*О задании*: Сколько километров пришлось проехать до Самавы, если верить отрывку о поездке в Самаву?

Для решения разного рода проблем в местных организациях и органах власти нашим посольством была создана рабочая группа. Ее окрестили «trouble shooting group». И поскольку я входил в ее состав, то мне позвонили и попросили решить вопрос как можно скорее.
На следующий день я отправился на центральный вокзал в Багдаде. Поезда на Самаву задерживали из-за налетов иранской авиации, но я дождался и сел в переполненной вагон. Приехав в Самаву, я сразу же направился в администрацию компании. Там мне сказали, что директор будет на следующий день и предложили переночевать в гостевой вилле. Я не возражал, поскольку прилично устал в дороге, — ехать пришлось более 300 километров, но поезд часто останавливался из-за объявления воздушной тревоги, так что я добрался только к вечеру.
Рано утром на следующий день мы собрались в кабинете Абу Зейнаб, директора компании, лысоватого, тучного мужчины лет 50, чтобы обсудить детали предстоящей поездки. Ведь у многих специалистов заканчивались визы и приближался срок возвращения домой. А паспортов не было, они словно испарились! В кабинет вызвали Мухаммеда, молодого капризного водителя из Александрии. Его причуды терпели лишь потому, что он был водителем высокого класса, и его навыки позволяли часто выходить из сложных дорожных ситуаций.

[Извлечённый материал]
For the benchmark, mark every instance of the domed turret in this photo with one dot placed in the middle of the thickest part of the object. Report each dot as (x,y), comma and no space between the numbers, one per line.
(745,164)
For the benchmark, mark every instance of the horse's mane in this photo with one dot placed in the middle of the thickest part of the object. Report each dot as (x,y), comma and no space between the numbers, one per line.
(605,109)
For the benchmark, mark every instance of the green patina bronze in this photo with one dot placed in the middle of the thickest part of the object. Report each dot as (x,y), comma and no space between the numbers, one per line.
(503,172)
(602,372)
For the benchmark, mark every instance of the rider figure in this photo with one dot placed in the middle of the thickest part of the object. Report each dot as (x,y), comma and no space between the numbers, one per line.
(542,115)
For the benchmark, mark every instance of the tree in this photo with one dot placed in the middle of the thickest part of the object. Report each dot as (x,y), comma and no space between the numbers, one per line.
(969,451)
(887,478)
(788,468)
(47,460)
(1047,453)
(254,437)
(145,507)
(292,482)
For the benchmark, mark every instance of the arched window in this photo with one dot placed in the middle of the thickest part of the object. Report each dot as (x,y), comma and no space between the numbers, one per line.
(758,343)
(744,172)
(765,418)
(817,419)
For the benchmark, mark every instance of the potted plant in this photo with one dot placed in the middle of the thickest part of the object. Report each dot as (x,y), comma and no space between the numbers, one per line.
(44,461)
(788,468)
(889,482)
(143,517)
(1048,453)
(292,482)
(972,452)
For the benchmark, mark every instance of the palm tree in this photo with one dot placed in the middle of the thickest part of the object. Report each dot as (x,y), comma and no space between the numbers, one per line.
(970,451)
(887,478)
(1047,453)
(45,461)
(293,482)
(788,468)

--

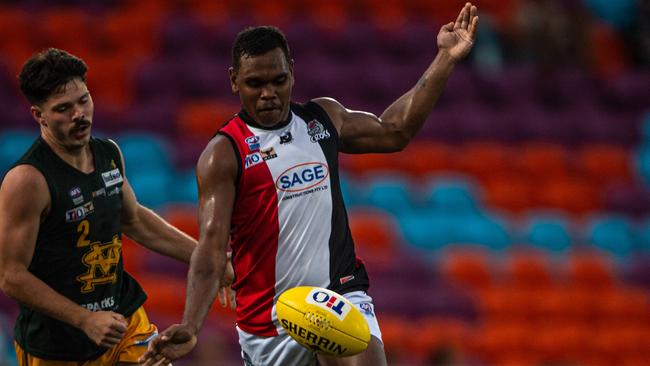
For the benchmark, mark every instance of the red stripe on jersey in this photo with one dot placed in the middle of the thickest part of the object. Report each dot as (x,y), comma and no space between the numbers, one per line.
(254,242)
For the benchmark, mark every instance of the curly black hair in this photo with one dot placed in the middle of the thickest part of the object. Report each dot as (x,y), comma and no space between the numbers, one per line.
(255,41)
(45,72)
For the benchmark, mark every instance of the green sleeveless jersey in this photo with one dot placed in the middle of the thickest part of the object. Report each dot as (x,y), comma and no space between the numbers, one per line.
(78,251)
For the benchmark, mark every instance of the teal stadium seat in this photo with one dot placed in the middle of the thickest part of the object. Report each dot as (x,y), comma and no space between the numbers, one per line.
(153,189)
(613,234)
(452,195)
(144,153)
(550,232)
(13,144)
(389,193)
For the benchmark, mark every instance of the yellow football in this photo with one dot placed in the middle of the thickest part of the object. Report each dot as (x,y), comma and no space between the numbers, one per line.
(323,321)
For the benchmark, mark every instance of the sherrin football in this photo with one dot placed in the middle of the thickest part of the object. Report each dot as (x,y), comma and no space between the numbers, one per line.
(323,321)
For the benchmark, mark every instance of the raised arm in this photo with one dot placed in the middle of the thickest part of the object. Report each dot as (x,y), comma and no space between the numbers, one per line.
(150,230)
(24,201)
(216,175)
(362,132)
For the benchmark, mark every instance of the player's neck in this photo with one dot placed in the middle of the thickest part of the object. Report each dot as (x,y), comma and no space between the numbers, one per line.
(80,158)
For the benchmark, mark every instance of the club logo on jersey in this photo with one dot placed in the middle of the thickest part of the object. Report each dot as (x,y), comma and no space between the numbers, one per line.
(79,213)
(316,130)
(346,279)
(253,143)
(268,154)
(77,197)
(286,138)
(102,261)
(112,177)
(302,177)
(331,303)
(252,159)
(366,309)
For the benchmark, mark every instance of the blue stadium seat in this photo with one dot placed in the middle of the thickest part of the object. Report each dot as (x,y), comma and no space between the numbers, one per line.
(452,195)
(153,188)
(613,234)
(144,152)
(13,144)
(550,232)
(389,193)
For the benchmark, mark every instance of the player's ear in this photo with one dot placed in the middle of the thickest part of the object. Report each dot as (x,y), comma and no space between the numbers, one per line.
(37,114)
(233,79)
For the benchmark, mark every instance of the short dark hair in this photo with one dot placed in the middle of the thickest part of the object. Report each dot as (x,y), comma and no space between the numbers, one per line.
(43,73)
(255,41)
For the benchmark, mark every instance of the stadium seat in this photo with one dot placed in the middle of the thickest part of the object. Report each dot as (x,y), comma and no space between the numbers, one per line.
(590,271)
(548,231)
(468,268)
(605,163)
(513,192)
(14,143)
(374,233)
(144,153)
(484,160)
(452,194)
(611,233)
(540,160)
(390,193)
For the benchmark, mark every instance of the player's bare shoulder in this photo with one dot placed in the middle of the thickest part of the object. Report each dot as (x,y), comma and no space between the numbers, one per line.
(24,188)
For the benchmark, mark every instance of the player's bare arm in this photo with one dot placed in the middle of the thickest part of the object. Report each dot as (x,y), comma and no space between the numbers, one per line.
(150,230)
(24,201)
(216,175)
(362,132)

*Итог задания*: Больше 300 километров.